▸ Consigne
Pour chacune des affirmations suivantes, dites par oui ou par non si elle concorde avec le texte sur zazen ci-dessous, et citez à l'identique les mots du texte qui tranchent. 1. Dôgen considère les choses à partir de quatre points de vue. 2. D'après le texte, cesser de penser est épuisant. 3. Shi-kan-ta-za signifie « tomber le corps et l'esprit ».

Selon 4 points de maître Dogen


Traduit de l’anglais par Michel Proulx, adaptation Sagesses Bouddhiste Le Mag

 


La question numéro un qu’on me pose à chaque fois que je donne des instructions pour zazen, c’est : « À quoi faut-il que je pense ? »

Mes réponses sont toujours courtes, parce que ce que vous pensez en zazen n’a vraiment aucune importance. Les seules instructions spécifiques que donne Dôgen dans le « Zazengi » sur ce qu’il faut penser en zazen sont : « On ne considère pas le bien. On ne considère pas le mal. C’est au-delà de l’esprit, de la volonté, de la conscience et au-delà de l’attention, de la pensée ou de la réflexion. » Mais la plupart des gens ne sont pas satisfaits si on s’arrête là. Ils veulent savoir ce qu’ils doivent faire dans leurs têtes pendant zazen. Les contemporains de Dôgen n’étaient en rien différents de nous, il a donc traité ce point à travers tout son Shôbôgenzô.

Comme on l’a vu plus tôt, la stratégie de Dôgen a toujours été de considérer les choses à partir de quatre points de vue : le point de vue mental, le point de vue corporel, celui de l’action dans lequel le corps et l’esprit sont combinés, et la réalité, qui est inclusive de tout. Ses quatre points fondamentaux pour zazen, apparentés à ces quatre points de vue, sont :

 

1.      非思量 prononcé hi-shi-ryô, qui signifie « non-pensée ».

2.      正心端坐 prononcé sho-shin-tan-za, qui signifie « s’asseoir droit en redressant le corps ».

3.      心身脱落 prononcé   shin-jin-datsu-raku, qui signifie « tomber le corps et l’esprit ».

4.      只管打坐 prononcé shi-kan-ta-za, qui signifie « juste s’asseoir ».

 

Donc, qu’est-ce que l’état concret de non-pensée ? Il y a un épisode de Star Trek, l’original et le plus sympa, avec le capitaine Kirk, dans lequel un certain docteur Van Gelder de la Colonie pénitentiaire de Tantale a inventé cette machine appelée Neutralisateur neuronal, qui vide l’esprit de toute pensée. Ils te mettent un type dedans et il se transforme immédiatement en légume avec une grimace affreuse sur la tronche. Ce que voyant, le capitaine Kirk prononce un discours passionné sur l’horreur que ce doit être que d’avoir l’esprit aussi totalement vide. Affreux !

Les novices dans la pratique ont toutes sortes d’idées folles sur l’état de non-pensée. Certains le voient comme une sorte de trip délirant. Mais ce n’est pas comme ça que ça se passe, cher public. En fait, c’est reposant de cesser de penser. Et ce n’est pas aussi difficile que ce qu’on veut bien croire.

▸ Lignes de données
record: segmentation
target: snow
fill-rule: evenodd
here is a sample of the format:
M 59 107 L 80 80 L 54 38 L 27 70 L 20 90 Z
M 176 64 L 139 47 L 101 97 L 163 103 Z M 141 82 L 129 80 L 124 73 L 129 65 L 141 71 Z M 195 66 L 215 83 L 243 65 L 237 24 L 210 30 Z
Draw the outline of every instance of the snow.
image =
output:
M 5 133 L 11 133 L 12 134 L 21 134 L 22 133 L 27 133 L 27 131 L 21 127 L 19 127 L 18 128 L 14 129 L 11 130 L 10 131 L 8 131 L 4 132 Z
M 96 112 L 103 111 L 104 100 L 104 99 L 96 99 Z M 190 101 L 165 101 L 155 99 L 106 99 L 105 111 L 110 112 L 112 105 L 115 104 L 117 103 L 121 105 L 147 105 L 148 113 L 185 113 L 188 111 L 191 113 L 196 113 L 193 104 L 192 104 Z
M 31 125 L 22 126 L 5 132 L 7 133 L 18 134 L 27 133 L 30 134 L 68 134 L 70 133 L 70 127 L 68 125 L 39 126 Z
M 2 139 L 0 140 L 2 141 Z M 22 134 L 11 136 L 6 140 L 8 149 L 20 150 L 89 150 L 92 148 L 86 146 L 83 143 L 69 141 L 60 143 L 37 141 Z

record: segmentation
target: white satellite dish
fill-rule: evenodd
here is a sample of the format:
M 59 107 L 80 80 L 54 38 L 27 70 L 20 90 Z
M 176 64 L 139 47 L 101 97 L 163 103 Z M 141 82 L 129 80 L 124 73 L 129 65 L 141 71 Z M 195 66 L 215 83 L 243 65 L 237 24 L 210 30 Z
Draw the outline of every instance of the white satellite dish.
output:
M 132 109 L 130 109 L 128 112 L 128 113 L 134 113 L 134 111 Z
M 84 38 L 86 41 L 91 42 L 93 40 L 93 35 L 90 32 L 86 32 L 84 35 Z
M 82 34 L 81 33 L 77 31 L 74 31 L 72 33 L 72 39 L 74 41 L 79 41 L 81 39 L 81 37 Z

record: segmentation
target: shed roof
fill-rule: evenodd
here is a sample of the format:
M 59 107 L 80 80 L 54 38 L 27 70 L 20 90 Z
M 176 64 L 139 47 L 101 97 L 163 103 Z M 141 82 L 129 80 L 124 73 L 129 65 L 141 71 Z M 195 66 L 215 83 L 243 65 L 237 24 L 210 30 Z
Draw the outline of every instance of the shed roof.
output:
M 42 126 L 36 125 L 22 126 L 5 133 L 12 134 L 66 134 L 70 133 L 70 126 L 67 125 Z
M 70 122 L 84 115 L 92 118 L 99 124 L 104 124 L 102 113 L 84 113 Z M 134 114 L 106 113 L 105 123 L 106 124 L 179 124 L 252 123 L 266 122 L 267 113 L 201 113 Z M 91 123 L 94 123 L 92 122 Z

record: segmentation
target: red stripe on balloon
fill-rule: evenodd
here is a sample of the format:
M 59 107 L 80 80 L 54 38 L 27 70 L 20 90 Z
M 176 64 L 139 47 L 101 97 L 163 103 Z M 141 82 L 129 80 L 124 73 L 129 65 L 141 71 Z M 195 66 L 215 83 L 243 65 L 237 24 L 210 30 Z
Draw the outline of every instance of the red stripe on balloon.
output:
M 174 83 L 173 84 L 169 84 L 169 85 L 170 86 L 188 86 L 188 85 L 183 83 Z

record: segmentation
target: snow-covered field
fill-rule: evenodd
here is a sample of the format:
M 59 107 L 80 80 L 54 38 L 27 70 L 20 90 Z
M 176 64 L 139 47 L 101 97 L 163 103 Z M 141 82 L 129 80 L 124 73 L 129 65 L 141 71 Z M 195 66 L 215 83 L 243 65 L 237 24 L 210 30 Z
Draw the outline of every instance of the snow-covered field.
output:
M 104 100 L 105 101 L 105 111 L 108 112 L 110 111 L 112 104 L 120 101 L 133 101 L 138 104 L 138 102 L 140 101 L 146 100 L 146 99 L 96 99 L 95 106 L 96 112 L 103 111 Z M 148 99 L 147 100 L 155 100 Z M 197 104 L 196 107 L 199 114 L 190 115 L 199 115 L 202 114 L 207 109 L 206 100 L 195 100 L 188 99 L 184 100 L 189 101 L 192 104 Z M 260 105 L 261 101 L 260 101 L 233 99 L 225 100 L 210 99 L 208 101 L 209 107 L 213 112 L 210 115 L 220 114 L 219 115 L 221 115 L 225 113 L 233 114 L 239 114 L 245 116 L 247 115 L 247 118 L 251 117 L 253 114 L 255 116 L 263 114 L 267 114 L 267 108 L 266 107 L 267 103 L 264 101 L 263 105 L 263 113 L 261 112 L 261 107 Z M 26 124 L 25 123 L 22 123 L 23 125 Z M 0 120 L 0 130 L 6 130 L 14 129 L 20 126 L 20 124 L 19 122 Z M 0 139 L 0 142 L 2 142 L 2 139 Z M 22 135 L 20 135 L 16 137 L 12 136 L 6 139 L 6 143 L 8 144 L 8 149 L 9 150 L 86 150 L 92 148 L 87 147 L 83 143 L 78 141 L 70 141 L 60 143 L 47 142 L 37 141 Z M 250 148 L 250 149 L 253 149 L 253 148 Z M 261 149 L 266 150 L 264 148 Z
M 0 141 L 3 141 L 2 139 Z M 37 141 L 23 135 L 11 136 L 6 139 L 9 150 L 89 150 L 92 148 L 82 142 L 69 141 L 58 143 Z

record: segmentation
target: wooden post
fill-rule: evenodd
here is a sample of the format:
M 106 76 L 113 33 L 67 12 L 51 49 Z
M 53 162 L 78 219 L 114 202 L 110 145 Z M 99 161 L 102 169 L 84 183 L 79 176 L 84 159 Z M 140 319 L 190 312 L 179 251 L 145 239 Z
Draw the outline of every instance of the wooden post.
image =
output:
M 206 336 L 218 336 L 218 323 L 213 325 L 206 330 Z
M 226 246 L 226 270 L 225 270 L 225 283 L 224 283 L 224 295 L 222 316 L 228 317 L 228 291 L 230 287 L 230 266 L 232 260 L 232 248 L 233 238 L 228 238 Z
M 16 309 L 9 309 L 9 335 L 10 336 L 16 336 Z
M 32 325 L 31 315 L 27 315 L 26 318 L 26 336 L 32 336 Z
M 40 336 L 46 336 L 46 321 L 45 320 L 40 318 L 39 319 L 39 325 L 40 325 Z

▸ Résultat
1. Oui : « la stratégie de Dôgen a toujours été de considérer les choses à partir de quatre points de vue »
2. Non : « En fait, c’est reposant de cesser de penser. »
3. Non : « shi-kan-ta-za, qui signifie « juste s’asseoir » »